> **TASK OBJECTIVE**
Return an exact copy of the entries, skipping any picture you find.

Referring expression pointing data:
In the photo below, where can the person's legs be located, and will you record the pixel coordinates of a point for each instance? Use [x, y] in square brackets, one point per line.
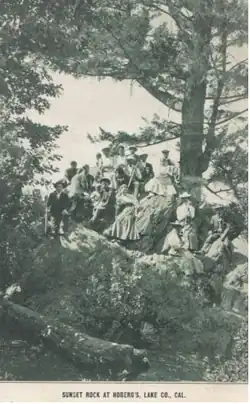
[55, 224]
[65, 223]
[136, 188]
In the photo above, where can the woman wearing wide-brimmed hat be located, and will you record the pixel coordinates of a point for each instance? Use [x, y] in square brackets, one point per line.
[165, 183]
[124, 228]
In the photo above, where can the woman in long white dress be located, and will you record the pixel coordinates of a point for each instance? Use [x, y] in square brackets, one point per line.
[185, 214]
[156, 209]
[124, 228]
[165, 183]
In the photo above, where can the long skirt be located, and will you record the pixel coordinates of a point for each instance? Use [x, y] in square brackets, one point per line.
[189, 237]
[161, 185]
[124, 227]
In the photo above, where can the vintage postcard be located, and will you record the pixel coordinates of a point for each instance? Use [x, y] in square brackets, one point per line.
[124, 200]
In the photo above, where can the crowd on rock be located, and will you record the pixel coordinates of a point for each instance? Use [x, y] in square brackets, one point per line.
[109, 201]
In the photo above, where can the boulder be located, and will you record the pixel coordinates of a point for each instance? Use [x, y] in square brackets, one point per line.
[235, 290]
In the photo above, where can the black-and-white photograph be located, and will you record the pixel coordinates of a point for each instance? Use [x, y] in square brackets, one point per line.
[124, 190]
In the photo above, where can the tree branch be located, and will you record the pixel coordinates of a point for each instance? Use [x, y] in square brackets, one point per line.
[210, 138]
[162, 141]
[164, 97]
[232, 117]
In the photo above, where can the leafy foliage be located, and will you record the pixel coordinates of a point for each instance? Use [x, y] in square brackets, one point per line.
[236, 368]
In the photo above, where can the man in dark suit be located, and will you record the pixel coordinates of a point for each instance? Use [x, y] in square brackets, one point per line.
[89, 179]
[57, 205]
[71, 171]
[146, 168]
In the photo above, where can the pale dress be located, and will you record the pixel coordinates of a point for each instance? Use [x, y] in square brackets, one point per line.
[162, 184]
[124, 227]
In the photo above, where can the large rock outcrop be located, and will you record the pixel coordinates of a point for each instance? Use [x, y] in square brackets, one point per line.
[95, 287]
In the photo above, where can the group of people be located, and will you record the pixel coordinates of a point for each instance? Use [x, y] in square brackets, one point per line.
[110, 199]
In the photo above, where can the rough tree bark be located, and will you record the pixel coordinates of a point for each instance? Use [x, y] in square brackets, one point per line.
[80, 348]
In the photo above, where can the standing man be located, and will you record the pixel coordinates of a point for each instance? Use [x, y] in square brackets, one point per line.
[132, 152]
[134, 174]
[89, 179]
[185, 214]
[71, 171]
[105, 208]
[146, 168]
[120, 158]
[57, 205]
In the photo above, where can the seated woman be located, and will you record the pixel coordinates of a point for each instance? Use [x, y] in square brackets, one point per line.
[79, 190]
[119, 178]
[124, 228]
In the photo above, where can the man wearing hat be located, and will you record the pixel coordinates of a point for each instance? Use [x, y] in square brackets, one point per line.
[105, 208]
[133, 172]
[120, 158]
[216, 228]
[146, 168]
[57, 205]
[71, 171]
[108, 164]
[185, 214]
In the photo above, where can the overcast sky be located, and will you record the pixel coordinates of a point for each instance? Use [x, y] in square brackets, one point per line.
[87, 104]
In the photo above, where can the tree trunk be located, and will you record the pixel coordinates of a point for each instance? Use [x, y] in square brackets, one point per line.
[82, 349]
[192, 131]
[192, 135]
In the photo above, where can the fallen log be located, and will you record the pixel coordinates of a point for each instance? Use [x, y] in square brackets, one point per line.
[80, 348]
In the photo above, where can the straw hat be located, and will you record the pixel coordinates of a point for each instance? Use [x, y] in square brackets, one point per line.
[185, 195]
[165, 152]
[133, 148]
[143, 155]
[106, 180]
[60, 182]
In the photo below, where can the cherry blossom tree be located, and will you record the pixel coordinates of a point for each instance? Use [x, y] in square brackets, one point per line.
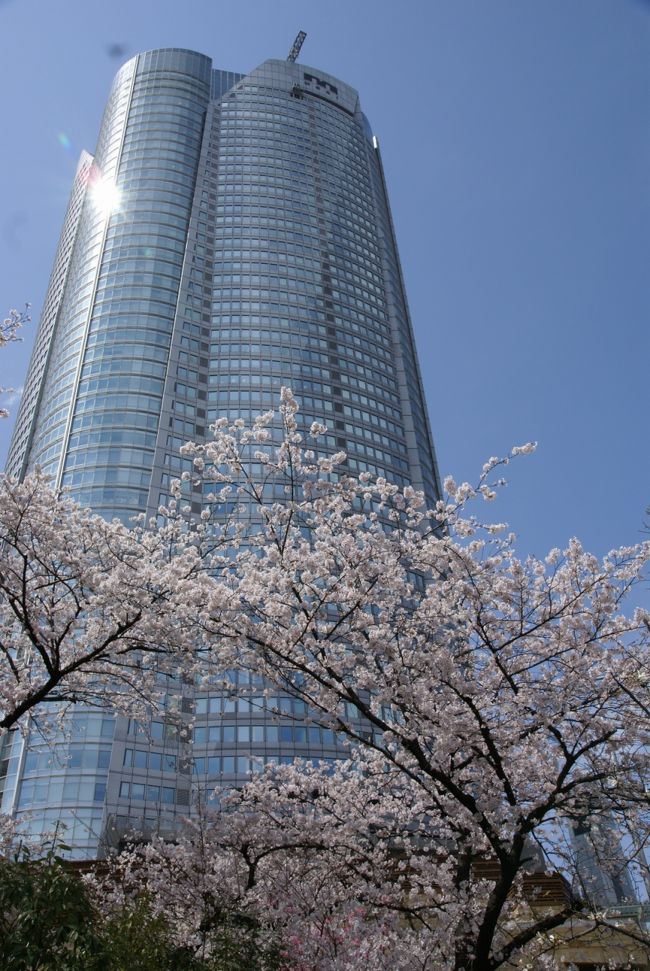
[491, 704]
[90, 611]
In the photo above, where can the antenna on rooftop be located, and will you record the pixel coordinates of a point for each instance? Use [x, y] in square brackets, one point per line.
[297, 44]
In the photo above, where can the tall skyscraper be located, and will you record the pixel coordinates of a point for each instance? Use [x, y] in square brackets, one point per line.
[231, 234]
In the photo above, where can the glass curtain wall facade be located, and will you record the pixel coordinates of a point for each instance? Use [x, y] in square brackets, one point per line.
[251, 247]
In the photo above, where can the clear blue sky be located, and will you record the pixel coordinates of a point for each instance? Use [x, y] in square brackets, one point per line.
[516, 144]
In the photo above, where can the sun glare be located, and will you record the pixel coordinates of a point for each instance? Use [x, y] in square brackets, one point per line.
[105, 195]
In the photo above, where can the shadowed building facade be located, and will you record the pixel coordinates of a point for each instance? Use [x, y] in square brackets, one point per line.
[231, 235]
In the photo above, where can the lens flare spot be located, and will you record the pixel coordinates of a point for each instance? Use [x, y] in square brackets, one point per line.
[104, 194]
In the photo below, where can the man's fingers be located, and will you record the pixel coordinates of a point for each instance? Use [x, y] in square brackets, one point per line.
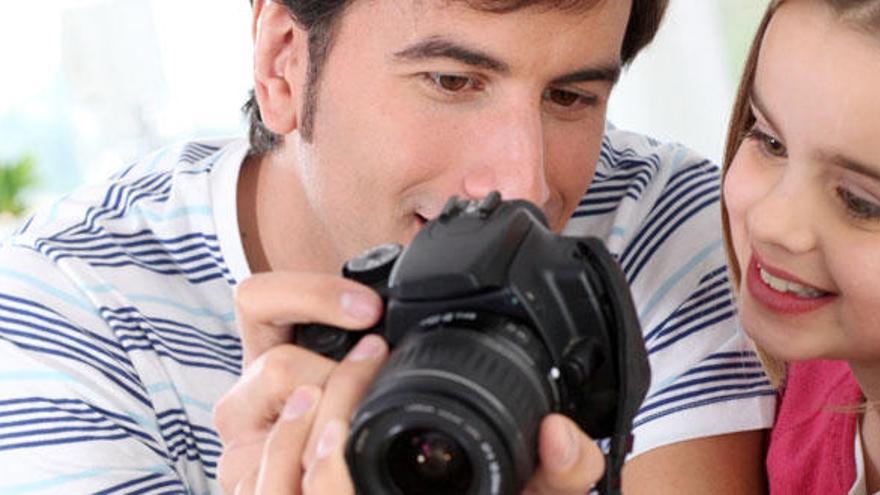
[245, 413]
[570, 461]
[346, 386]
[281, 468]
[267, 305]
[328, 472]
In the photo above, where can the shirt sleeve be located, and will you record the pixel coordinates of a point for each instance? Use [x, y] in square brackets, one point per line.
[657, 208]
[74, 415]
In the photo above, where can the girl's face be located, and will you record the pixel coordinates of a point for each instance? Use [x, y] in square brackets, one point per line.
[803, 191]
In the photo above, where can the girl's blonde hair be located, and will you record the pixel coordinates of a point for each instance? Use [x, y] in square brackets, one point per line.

> **SOLVED PROBLEM**
In the photo below, where can the person's legs be located, and will you record the pixel coordinates of a point for each instance? Use [x, y] in square brackets, one point per line.
[55, 224]
[65, 223]
[136, 188]
In the photo above, where can the woman wearing wide-brimmed hat be located, and will you record the pixel coordinates of a point for each instance? Use [x, y] in square brackets, one point per line.
[165, 183]
[124, 228]
In the photo above, where can the woman in long white dress be located, and will you record the pixel coordinates of a point for each instance? Use [x, y] in square brackets, one point per line.
[185, 214]
[156, 209]
[124, 228]
[165, 183]
In the photo above, where can the long skirt be located, and will you record the pixel coordinates of a point for each instance? Use [x, y] in square brackets, one point per line.
[189, 237]
[161, 185]
[124, 227]
In the photo above, where can the vintage postcard be located, and will you record the pixel coordinates of a point for each instance? Use [x, y] in square brackets, one point per line.
[124, 200]
In the photo above, where can the crowd on rock be located, and will you record the pixel coordinates of a point for each instance? Use [x, y] in square brackets, one point per line.
[109, 201]
In the photo above, where can the boulder be located, and will you record the pixel coordinates of a point for each instance? Use [x, y] in square brackets, one point per line.
[235, 290]
In the photo above, where can the black-and-white photograph be located, and will you record the pixel coordinates of a point for each instance? Use [x, y] in square brackets, one point per line.
[124, 190]
In the photo above, where can the tree branch be located, and will you record the pixel coordinates of a point for each instance? Use [x, y] in square brackets, one point per line.
[210, 138]
[162, 141]
[164, 97]
[232, 117]
In the photo above, where can the leafy foliage be located, and will you record the pixel coordinates of a point for each instance? Use [x, y] in square brackets, one point per line.
[236, 368]
In the photo above, where can the man in dark suit be located, and will you record the pixel coordinates of a point for each instance? Use [x, y] in square brackets, one point per line.
[89, 179]
[57, 205]
[71, 171]
[146, 168]
In the photo above, where can the pale dress be located, and will you record the pixel coordinates of a point for each instance? Use [x, y] in square brackets, one point per line.
[162, 184]
[124, 227]
In the photo above, where can the large rock outcrop be located, and will you record the pixel coordinates of a point for each instance? Use [x, y] in square brackets, one point per line.
[95, 287]
In the photo above, where can the group of people be located, and will you record the pixel coordinates of a point for each instance? Use [x, y] in square brackets, one point per line.
[110, 199]
In the photo above, where can the rough tree bark be located, and will you record the pixel coordinates of a point for each instance? Use [x, y] in square brackets, one point per line.
[80, 348]
In the photo above, where can the standing man be located, and will you record the pixel coordinates of a point for each instance? Use [x, y] in square brackets, one point per line.
[132, 152]
[134, 174]
[89, 179]
[185, 214]
[71, 171]
[105, 208]
[146, 168]
[120, 158]
[57, 205]
In the photo above, where can the seated woman be located, and will you record the pixel coordinates of a point for each instance? Use [x, y] in square brackets, one point per line.
[79, 190]
[119, 178]
[124, 228]
In the photo above, where can the man wearing hat be located, and will you record the pixel coordinates of a point for each instance? Use [x, y] in square brackets, one point per line.
[105, 208]
[133, 172]
[120, 158]
[216, 228]
[146, 168]
[57, 205]
[71, 171]
[108, 164]
[185, 214]
In the photo above, where can the overcast sky be located, and will you record the pixel coordinates of a point for each instance? Use [x, y] in square brackets, one point per line.
[87, 104]
In the photo above, where can the tree trunk be located, and will you record the pixel coordinates of a point for each instance? Use [x, y] in square brackets, one point per line.
[82, 349]
[192, 131]
[192, 135]
In the photo above, where can the fallen log be located, and will you record the pixel coordinates of a point for each instance? Use [x, y] in square brackets, one point per line.
[80, 348]
In the photo above, where can the straw hat be located, and will you record the pixel coordinates of a point for each instance? Use [x, y] in square brackets, one point per line.
[185, 195]
[165, 152]
[133, 148]
[143, 155]
[106, 180]
[60, 182]
In the photo below, where can the cherry blossom tree be located, and will you record the pixel coordinates of a point for each instance? Use [x, y] in square brackets, one point per line.
[491, 704]
[90, 611]
In the photo above, where can the antenna on rooftop be located, and will you record the pixel coordinates of a point for each instance? Use [x, y] in square brackets, one point per line.
[297, 44]
In the photo above, where can the tall skyscraper be located, and will you record the pixel coordinates of a point for each instance? Use [x, y] in square brackets, one point per line.
[231, 234]
In the photo above, where can the glass curtain wall facade be located, and will you record the pixel coordinates of a point for each instance? Use [x, y] in square brackets, one point per line.
[251, 247]
In the photo above, where can the clear blue sky be located, and will you record the pixel coordinates of a point for each instance? Use [x, y] in square brackets, one point per line.
[516, 144]
In the photo above, where can the sun glare be located, and will you record the pixel coordinates of a point for each instance? Use [x, y] in square brackets, one point per line.
[105, 195]
In the photo above, where can the shadowed building facade be located, and will you record the pixel coordinates of a point for each instance? Use [x, y] in square brackets, one point per line.
[231, 235]
In the photo above, where can the lens flare spot be located, and will you record the pixel coordinates of a point for each instance? Use [x, y] in square brackets, one point per line.
[104, 194]
In the photo below, where can the man's fingers be located, and will you record the pixel coordinates of a point for each instance? Use [x, y] in square brackets, one point per line.
[245, 413]
[570, 461]
[346, 386]
[281, 468]
[267, 305]
[328, 472]
In the photo above, where can the shirt sleeve be located, and will you record the pixel coordinates of a point for each instance? Use [x, y] in square brackets, one point per line.
[657, 208]
[74, 415]
In the photo above, where can the girl's face be located, and will you record the pixel coordinates of a point for each instance? Use [x, y] in square brackets, one point per line.
[803, 191]
In the photo above, where can the girl's blonde hair be located, and will you record the pixel coordinates of a point for each instance? Use [x, y] in square brackets, one point per line.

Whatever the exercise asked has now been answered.